(Object location annotation data)
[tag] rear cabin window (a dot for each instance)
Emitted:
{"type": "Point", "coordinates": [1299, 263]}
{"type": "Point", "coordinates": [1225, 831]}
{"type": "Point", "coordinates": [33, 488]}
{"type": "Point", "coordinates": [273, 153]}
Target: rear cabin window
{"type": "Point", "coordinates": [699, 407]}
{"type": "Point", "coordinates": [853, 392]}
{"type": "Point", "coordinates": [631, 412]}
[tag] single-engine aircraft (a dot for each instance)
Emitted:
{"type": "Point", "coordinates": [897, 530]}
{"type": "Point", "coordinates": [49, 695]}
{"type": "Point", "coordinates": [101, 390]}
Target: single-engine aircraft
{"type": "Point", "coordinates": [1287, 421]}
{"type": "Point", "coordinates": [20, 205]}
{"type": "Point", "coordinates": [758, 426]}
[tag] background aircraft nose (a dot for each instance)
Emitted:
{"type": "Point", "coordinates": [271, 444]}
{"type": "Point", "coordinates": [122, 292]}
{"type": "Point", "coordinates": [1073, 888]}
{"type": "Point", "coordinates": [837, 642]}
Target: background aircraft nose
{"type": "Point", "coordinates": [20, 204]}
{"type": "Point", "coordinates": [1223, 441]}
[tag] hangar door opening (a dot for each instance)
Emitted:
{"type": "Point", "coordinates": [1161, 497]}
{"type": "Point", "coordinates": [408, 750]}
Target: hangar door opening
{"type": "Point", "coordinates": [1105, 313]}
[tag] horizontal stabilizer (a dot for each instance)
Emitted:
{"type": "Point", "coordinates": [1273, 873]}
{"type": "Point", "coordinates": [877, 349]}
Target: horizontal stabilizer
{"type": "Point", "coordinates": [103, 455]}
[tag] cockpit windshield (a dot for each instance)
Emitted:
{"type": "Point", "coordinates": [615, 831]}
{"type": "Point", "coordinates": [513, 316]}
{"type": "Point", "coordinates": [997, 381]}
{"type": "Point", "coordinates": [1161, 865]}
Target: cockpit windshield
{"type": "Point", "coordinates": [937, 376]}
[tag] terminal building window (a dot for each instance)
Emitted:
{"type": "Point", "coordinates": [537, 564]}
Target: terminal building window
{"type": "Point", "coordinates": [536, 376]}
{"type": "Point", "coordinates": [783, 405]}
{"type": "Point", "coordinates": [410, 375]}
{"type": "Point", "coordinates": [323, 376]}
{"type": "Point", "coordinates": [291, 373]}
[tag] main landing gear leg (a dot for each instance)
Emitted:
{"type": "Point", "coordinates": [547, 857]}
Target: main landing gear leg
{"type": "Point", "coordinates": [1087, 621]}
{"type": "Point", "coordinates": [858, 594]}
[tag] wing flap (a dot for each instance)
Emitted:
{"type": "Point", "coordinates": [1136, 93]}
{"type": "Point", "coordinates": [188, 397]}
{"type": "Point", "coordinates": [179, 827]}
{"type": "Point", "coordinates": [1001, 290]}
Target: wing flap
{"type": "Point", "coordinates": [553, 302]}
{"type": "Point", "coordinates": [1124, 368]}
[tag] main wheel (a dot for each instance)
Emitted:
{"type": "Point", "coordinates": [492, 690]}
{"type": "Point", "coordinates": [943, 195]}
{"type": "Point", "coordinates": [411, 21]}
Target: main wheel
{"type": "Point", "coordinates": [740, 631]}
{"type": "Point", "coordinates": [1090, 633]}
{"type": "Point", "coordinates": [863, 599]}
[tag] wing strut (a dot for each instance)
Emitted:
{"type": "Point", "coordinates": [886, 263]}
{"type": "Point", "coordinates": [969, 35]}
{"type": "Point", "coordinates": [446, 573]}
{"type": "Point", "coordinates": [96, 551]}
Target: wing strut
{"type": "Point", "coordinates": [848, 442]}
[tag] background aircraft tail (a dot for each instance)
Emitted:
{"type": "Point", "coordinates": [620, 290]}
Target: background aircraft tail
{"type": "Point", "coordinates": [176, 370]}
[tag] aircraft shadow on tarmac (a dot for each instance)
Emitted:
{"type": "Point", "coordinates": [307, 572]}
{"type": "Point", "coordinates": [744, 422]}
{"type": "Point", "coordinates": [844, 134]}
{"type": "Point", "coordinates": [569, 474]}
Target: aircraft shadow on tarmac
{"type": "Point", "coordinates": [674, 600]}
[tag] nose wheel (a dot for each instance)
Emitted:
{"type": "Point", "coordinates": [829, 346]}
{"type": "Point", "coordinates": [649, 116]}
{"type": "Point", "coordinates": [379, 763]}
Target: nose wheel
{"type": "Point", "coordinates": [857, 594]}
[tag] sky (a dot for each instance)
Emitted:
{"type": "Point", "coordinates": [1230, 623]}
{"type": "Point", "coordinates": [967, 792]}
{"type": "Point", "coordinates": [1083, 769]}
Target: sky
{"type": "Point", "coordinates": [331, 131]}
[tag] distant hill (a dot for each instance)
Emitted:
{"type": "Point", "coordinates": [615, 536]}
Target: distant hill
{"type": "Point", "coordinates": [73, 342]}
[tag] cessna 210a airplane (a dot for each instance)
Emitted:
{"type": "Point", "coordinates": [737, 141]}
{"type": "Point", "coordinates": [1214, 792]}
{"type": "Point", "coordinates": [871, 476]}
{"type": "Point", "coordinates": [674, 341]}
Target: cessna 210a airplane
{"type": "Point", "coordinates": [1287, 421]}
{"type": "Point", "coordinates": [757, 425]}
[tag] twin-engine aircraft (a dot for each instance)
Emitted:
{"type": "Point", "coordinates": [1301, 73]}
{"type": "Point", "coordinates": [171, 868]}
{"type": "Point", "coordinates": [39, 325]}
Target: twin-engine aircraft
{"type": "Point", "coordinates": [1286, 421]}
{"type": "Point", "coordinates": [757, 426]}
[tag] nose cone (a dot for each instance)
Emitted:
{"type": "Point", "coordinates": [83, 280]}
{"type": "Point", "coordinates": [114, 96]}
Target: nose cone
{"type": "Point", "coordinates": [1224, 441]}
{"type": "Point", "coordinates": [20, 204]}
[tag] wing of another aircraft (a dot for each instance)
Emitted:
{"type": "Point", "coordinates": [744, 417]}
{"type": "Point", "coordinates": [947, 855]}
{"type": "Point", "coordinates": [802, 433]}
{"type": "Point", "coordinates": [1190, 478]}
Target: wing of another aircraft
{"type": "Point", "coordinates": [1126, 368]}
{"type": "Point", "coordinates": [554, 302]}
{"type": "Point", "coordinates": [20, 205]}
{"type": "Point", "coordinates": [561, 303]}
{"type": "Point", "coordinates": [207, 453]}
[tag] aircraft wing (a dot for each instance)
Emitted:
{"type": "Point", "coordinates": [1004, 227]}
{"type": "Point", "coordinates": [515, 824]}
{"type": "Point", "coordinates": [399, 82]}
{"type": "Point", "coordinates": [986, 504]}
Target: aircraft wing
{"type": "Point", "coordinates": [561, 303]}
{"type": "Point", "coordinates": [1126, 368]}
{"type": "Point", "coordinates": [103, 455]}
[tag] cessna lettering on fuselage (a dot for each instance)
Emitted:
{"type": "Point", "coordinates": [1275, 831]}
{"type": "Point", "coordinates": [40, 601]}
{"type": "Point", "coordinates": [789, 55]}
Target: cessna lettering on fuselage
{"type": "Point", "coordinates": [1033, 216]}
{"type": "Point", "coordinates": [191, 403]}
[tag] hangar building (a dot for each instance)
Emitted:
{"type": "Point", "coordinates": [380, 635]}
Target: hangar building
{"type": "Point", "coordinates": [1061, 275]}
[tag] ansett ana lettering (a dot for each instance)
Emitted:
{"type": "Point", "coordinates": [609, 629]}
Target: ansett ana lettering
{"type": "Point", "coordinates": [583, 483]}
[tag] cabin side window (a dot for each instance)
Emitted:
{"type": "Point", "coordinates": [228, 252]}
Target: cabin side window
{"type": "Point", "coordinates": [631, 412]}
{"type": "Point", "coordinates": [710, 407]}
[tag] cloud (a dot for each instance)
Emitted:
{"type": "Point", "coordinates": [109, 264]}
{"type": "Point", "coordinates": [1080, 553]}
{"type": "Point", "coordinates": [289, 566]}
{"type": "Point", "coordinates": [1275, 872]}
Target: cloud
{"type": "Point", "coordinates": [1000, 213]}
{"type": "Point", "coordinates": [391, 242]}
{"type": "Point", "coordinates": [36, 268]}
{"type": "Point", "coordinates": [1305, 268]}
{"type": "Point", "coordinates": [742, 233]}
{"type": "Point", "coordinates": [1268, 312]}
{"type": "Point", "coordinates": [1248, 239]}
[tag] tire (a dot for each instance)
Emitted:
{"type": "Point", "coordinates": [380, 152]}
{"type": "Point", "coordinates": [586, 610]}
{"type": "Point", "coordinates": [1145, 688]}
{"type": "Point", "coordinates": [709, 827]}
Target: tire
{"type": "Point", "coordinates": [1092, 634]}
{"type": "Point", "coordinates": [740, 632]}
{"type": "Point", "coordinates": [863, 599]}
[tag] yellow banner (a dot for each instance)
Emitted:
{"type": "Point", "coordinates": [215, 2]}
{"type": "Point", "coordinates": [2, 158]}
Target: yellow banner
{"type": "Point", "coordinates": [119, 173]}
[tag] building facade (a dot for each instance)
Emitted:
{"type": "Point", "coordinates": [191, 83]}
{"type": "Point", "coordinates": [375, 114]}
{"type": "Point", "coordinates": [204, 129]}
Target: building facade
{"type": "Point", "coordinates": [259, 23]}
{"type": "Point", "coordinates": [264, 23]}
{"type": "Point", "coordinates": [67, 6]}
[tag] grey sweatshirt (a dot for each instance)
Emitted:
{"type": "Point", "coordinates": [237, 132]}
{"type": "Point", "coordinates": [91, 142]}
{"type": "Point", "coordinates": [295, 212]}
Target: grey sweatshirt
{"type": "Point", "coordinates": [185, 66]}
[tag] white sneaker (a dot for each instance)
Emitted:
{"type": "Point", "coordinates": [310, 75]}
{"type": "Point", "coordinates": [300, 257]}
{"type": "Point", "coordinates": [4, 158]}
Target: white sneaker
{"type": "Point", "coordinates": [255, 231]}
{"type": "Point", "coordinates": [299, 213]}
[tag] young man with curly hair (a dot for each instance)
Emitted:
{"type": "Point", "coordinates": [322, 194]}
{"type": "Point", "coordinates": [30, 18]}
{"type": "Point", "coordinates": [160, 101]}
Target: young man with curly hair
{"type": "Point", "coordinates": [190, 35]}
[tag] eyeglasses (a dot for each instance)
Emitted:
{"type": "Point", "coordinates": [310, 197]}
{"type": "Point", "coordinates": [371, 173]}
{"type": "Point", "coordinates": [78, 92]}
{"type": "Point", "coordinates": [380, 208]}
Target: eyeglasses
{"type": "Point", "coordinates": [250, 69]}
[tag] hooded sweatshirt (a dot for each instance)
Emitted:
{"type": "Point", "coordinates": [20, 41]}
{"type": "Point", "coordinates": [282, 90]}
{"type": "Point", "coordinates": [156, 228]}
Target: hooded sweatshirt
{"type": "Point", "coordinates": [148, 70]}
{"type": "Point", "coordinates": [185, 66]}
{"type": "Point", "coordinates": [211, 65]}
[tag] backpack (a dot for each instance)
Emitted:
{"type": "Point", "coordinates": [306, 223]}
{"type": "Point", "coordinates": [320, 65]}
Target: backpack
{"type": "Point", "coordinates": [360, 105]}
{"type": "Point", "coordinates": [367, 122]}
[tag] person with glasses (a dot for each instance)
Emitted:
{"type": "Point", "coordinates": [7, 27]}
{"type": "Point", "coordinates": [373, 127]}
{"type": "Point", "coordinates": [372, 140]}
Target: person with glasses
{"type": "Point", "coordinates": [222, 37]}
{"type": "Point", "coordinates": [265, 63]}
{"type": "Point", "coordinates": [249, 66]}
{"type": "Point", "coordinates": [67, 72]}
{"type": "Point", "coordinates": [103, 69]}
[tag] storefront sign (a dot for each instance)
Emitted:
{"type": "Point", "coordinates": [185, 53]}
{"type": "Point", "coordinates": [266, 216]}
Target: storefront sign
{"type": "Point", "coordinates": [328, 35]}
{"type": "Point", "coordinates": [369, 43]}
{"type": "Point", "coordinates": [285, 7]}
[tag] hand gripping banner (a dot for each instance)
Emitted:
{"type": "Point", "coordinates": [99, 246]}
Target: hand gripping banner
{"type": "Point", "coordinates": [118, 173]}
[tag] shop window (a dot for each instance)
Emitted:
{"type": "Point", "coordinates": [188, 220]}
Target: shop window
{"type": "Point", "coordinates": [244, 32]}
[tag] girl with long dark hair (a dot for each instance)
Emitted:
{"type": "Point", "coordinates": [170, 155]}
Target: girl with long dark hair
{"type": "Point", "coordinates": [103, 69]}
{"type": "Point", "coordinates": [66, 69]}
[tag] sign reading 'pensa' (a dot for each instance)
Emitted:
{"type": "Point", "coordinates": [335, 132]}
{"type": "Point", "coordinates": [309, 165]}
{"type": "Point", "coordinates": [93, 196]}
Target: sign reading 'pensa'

_Set problem_:
Starting with the line containing "[tag] hand gripping" and going on through the end of the records, write those lines out again, requests included. Multiply every coordinate in the answers by 0.95 and round each to a whole number, with halves rounded up.

_Worked solution_:
[tag] hand gripping banner (a dot for each instance)
Emitted:
{"type": "Point", "coordinates": [99, 246]}
Target: hand gripping banner
{"type": "Point", "coordinates": [112, 164]}
[tag] shop window (a dot for each instance)
Emitted:
{"type": "Point", "coordinates": [188, 220]}
Target: shop window
{"type": "Point", "coordinates": [232, 30]}
[tag] girl with long dark hair (a dot for each instance)
Emitted:
{"type": "Point", "coordinates": [170, 155]}
Target: girl with long dark hair
{"type": "Point", "coordinates": [98, 66]}
{"type": "Point", "coordinates": [63, 66]}
[tag] sign reading 'pensa' (a dot for each instance)
Emitted:
{"type": "Point", "coordinates": [335, 132]}
{"type": "Point", "coordinates": [309, 165]}
{"type": "Point", "coordinates": [93, 196]}
Target: sign reading 'pensa'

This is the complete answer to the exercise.